__TASK TO COMPLETE__
Reproduce all the entries exactly.

__Dataset excerpts on object pointing__
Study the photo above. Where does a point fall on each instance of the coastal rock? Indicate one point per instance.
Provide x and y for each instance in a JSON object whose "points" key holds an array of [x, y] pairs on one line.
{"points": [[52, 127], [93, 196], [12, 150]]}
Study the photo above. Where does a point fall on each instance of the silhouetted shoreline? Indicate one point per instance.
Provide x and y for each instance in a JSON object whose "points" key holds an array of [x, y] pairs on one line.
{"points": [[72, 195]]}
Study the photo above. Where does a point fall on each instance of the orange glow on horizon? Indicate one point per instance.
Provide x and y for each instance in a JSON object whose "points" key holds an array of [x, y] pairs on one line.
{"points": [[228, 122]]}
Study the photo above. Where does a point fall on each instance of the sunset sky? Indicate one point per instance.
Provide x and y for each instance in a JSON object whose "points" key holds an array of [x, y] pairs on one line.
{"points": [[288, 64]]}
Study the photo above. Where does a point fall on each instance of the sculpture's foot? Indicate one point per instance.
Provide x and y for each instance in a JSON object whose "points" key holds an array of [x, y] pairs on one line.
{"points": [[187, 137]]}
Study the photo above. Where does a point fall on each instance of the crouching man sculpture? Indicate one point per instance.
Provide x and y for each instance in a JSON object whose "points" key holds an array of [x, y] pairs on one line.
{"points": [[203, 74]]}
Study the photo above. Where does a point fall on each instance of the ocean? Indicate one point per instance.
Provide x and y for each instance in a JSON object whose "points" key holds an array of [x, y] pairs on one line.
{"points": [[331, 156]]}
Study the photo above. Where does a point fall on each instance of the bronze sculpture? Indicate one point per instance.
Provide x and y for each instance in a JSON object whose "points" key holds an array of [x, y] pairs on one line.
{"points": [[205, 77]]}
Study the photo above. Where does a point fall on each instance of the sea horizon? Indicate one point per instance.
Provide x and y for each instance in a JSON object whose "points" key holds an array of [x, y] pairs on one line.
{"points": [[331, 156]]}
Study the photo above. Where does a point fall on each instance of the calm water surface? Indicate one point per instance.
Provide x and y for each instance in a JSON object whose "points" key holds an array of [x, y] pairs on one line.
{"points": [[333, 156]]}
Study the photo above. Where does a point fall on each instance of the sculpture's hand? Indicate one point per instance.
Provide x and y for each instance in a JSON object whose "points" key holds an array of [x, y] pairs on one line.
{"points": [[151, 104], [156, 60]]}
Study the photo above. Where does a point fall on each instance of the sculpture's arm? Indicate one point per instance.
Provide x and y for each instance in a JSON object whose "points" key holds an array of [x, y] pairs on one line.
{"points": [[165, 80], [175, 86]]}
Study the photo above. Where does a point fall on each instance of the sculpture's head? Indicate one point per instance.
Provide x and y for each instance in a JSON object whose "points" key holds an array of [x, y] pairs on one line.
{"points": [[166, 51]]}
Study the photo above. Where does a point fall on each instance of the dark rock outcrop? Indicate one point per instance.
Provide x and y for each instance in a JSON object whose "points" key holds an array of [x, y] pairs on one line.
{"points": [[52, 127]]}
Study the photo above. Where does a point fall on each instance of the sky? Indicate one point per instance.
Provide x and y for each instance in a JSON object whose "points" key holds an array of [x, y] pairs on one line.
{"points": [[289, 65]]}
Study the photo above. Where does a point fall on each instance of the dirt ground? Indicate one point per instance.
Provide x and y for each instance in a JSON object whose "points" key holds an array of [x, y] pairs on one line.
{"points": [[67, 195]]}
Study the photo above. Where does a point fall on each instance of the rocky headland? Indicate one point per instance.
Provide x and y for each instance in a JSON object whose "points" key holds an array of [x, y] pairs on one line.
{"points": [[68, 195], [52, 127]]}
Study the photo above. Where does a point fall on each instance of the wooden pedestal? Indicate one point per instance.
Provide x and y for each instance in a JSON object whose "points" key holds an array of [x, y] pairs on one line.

__ANSWER TO THIS PROBLEM__
Study the photo above. Where does a point fall on each instance of the coastal rock? Indicate one point per instance.
Provide x and y for each instance in a JSON object whose "points" key holds an array of [x, y] pairs on one line.
{"points": [[52, 127], [93, 196], [12, 150]]}
Study the photo above. Where does a point fall on each instance of the silhouetted shoreline? Indicate one point per instance.
Provide x and y for each instance in a JSON object whose "points" key holds an array of [x, y] pairs on one line.
{"points": [[72, 195]]}
Study the photo above. Where does a point fall on each instance of the orange glow on horizon? Indicate one point per instance.
Provide x and y for each instance in a JSON object whose "points" key holds an array of [x, y] pairs on one line.
{"points": [[228, 122]]}
Study the photo above. Where does a point fall on each instance of the sunset sky? Indicate one point per instance.
Provide x and y for each instance in a JSON object whose "points" key holds an array of [x, y] pairs on one line.
{"points": [[288, 64]]}
Study the photo above. Where does a point fall on each instance of the sculpture's foot? Indicate one point per instance.
Provide x and y for each instance in a JSON object whose "points" key holds an array of [x, y] pairs on one line.
{"points": [[187, 137]]}
Study the photo above. Where does a point fall on each instance of the crouching man sculpture? Indicate one point per instance.
Provide x and y for each instance in a JSON object whose "points" key holds an array of [x, y] pairs on one line.
{"points": [[203, 74]]}
Study the photo above. Where does a point fall on each instance of the ocean? Indicate one point per instance.
Provide x and y for each instance in a JSON object whose "points" key holds an array of [x, y] pairs on one line.
{"points": [[331, 156]]}
Study the photo above. Where does a point fall on each instance of the bronze sculpture? Indicate one point per instance.
Provide x and y for each instance in a JSON object whose "points" key holds an array of [x, y] pairs on one line.
{"points": [[205, 77]]}
Study the photo above. Where does a point fall on each instance of the sea horizon? Indicate one point per instance.
Provide x and y for each instance in a JSON object whose "points" key holds an array of [x, y] pairs on one line.
{"points": [[331, 156]]}
Study the photo above. Where does a point fall on each instance of the calm water surface? Indicate one point per instance.
Provide x and y for each instance in a JSON object whose "points" key holds an array of [x, y] pairs on one line.
{"points": [[333, 156]]}
Study the photo above. Where does a point fall on each instance of the sculpture's hand? Indicate one point per instance.
Provide x and y for each instance in a JSON object whose "points" key holds an array of [x, y] pairs on one line.
{"points": [[151, 104], [156, 60]]}
Study the photo above. Where does a point fall on each instance of the sculpture's arm? Indicate one point per instance.
Provide x and y for each instance in a JSON object whose "points" key holds an array of [x, y] pairs on one line.
{"points": [[165, 80], [175, 86]]}
Study the photo above. Where does a point fall on each instance of the sculpture's head? Indicate one point per instance.
Provide x and y for each instance in a JSON object whose "points" key holds an array of [x, y] pairs on one line.
{"points": [[166, 51]]}
Study the photo above. Where does a point fall on each instance of the dark rock outcrop? Indicate one point per instance.
Provide x and y for each instance in a JSON object whose "points" key holds an array of [x, y] pairs on one line.
{"points": [[52, 127]]}
Study the photo above. Where does a point fall on each instance of the sky? Indicate one point per instance.
Provide x and y for each instance in a JSON object whose "points" key holds an array of [x, y] pairs on one line.
{"points": [[289, 65]]}
Study the photo above. Where does a point fall on each instance of the dirt ground? Indicate one point per instance.
Provide x and y for each instance in a JSON object whose "points" key holds an array of [x, y] pairs on one line.
{"points": [[67, 195]]}
Study the photo above. Where does a point fall on each instance of the rocky headland? Indicate one point per instance.
Provide x and y for each instance in a JSON object whose "points" key holds an array of [x, y] pairs on one line.
{"points": [[68, 195], [52, 127]]}
Study the photo above. Where does a point fall on each instance of the wooden pedestal? Indicate one point per instance.
Provide x and y for each instance in a JSON object whose "points" key holds an array of [x, y] pairs on one line.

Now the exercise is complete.